[Material for this task]

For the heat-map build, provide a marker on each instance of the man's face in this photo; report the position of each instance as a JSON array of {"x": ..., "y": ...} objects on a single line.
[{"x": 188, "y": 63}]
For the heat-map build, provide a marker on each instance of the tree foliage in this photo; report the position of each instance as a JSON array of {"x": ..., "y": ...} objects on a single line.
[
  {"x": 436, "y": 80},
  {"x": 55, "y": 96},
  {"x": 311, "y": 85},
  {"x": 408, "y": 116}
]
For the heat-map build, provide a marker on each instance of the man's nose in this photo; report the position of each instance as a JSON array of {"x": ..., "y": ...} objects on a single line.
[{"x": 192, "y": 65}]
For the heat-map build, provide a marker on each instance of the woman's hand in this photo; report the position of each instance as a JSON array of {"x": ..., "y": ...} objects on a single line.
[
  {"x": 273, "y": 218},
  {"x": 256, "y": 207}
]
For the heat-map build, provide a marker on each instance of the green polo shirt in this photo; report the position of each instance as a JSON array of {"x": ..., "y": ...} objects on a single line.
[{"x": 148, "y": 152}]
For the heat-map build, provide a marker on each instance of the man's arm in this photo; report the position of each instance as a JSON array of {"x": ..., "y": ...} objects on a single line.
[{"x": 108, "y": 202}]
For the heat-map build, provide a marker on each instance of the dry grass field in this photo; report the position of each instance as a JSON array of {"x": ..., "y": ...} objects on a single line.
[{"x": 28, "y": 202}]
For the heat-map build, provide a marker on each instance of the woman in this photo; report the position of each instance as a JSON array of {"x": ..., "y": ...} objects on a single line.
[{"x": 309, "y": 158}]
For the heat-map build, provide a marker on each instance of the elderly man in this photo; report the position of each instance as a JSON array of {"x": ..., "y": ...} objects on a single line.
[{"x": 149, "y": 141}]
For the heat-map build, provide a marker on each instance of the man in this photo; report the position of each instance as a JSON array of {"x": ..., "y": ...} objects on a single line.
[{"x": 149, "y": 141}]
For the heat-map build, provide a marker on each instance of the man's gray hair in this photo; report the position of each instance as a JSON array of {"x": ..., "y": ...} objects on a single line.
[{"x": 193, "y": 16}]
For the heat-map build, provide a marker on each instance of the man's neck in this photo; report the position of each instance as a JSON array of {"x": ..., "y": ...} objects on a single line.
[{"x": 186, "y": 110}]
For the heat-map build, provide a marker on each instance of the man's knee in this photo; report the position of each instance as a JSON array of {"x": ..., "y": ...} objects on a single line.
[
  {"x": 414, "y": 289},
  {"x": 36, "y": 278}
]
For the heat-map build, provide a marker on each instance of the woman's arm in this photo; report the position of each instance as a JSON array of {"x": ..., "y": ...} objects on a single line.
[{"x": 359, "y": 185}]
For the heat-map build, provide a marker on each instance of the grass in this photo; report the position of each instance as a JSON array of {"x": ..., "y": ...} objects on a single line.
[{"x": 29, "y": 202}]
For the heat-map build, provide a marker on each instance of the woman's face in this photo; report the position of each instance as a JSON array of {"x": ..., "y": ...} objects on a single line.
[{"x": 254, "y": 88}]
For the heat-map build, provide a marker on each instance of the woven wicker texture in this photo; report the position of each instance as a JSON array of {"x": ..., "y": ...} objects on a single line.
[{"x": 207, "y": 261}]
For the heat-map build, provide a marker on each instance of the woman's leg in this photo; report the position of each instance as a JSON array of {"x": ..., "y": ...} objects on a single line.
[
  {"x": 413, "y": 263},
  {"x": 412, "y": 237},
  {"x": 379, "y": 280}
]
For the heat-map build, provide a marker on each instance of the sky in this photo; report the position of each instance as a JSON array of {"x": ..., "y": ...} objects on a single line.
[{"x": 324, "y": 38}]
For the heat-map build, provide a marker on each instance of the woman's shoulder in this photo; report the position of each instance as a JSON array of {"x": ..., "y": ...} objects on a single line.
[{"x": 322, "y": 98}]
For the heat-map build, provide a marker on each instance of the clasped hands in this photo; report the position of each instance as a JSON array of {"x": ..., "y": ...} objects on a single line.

[/Material for this task]

**To do**
Every line above has to be restated word for word.

**Task response**
For the heat-map build, provide a marker on each instance of the man's face in this photo; report the position of each instance as a JSON array of {"x": ..., "y": ...} objects on a single line.
[{"x": 188, "y": 63}]
For the heat-map build, provide a marker on each instance of the tree foliage in this photo; report the position of each instance as a JSON array of {"x": ..., "y": ...} objects on a single line.
[
  {"x": 436, "y": 80},
  {"x": 55, "y": 96},
  {"x": 311, "y": 85},
  {"x": 408, "y": 116}
]
For the heat-map build, provide a marker on each instance of the man's nose in this photo; report the position of each instance as a JSON array of {"x": ..., "y": ...} objects on a single line.
[{"x": 192, "y": 65}]
For the heat-map build, provide a marker on each instance of the woman's hand in this photo; report the position of each instance as a JSON array of {"x": ..., "y": ...} objects on a single line.
[
  {"x": 273, "y": 218},
  {"x": 256, "y": 207}
]
For the heat-map build, provide a marker on each instance of the green polo shirt in this photo; report the position of each instance as a JSON array of {"x": ..., "y": ...} objects on a single line.
[{"x": 148, "y": 152}]
For the heat-map build, provide a marker on each instance of the man's arm in this photo; report the position of each instance as a JSON array of {"x": ..., "y": ...} objects on a single line.
[{"x": 108, "y": 202}]
For the heat-map build, provide a marker on each instance of the dry grass field in this photo; report the position of each instance as a JSON array of {"x": ..., "y": ...} objects on a single line.
[{"x": 28, "y": 202}]
For the heat-map build, provide a marker on each instance of the woman in this photo; report the position of each instance as a JSON array of {"x": ..., "y": ...} objects on a single line.
[{"x": 309, "y": 158}]
For the heat-map build, provide a marker on each instance of the elderly man in this photo; report the position of each instance as a JSON array of {"x": ..., "y": ...} objects on a single line.
[{"x": 149, "y": 141}]
For the heat-map build, provide a marker on each instance of the man in this photo; report the position of each instance as a JSON array of {"x": ..., "y": ...} objects on a single line.
[{"x": 149, "y": 141}]
For the heat-map build, provide a marker on each instance of the man's gray hair in this photo; report the position of each instance as a JSON array of {"x": ..., "y": ...} objects on a single line.
[{"x": 193, "y": 16}]
For the heat-map build, provide a marker on each instance of the man's neck in this photo; report the position of each instance as a JSON array of {"x": ..., "y": ...} objects on a single line.
[{"x": 186, "y": 110}]
For the heat-map build, provide a marker on each instance of the man's knee in this photo; report the position of each instance as a JSON array of {"x": ..., "y": ...} objects on a single line.
[
  {"x": 414, "y": 289},
  {"x": 36, "y": 278}
]
For the heat-map build, provide a marker on each instance of the woman's arm in this photo; report the position of each instance as a JSON array of {"x": ..., "y": ...} objects on a single line.
[{"x": 359, "y": 185}]
For the heat-map build, provide a marker on each instance of the grass in this photo; report the position of each instance as a JSON array of {"x": ..., "y": ...} objects on a single line.
[{"x": 29, "y": 202}]
For the heat-map build, provide a marker on each instance of the woman's face in this photo; report the position of each instance as a JSON array of {"x": ..., "y": ...} objects on a single line.
[{"x": 254, "y": 88}]
For the heat-map build, provide a marker on each instance of the woven wicker texture in this photo; report the position of each instance as a JSON array of {"x": ..., "y": ...} objects on a single line.
[{"x": 207, "y": 261}]
For the heat-map build, provide a marker on each instance of the woman's leg in this photo; report the position of each instance as a JSON array of {"x": ..., "y": ...} objects on a single line.
[
  {"x": 413, "y": 263},
  {"x": 412, "y": 237},
  {"x": 379, "y": 280}
]
For the heat-map build, provide a marker on each instance of the sky in this photo; report the position of each instance as a JSON array of {"x": ..., "y": ...} objects on a single line.
[{"x": 324, "y": 38}]
For the heat-map build, provide a marker on each instance of the woman's shoulder in this photo; report the position of each instance as a JSON array of {"x": ..., "y": ...} objects on a single line.
[{"x": 322, "y": 98}]
For the heat-map build, provide a marker on each instance of the clasped hands in this photo; report the position of each instance as a JSON array of {"x": ..., "y": ...} objects on a single line.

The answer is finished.